▶ _EXERCISE REQUIREMENTS_: Pull out every line in the stored data entries below that contains the word "white", copying each one in full.

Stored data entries
__________

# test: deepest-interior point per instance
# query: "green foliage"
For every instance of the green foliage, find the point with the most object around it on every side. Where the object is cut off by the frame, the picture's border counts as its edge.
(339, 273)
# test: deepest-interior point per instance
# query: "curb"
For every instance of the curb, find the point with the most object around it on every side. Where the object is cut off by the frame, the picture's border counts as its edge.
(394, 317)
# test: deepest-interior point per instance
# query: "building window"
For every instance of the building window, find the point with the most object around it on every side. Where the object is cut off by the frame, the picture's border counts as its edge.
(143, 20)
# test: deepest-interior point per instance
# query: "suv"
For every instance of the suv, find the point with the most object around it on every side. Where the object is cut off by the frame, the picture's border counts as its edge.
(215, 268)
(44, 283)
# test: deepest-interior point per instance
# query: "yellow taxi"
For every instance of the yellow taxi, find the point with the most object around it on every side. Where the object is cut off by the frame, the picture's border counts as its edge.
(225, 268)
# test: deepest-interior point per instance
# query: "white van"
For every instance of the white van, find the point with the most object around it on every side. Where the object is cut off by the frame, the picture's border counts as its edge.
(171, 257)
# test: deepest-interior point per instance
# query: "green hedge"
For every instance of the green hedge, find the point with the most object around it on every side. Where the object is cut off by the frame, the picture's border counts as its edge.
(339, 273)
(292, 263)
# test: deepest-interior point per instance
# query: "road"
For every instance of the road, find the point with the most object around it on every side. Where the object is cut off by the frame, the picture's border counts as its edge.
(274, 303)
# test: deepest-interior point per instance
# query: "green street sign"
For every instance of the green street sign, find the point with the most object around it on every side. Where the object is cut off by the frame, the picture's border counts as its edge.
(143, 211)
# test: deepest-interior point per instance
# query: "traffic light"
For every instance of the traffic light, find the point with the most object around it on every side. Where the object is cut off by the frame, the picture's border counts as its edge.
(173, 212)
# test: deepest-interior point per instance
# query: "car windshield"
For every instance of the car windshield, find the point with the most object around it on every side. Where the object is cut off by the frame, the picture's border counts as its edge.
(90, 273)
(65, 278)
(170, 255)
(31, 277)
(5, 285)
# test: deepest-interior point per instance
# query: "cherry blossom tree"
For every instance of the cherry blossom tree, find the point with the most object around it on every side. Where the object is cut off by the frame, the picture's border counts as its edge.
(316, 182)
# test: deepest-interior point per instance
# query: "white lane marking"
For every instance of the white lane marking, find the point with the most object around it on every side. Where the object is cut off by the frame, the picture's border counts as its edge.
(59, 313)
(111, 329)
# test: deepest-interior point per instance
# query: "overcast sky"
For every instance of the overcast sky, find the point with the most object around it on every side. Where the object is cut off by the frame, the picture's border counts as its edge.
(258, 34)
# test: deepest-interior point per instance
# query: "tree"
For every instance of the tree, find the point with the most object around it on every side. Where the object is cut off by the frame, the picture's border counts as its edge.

__________

▶ _EXERCISE OUTPUT_:
# query: "white van"
For every instance of the white van, find the point with the most object around it on every side. Where the object is cut off by the frame, the picture's border counts as its edge.
# query: "white lane marking"
For every instance of the white lane marking, find the point with the most object around it on every side. Where the object is cut off by the frame, the picture's border counts as its edge.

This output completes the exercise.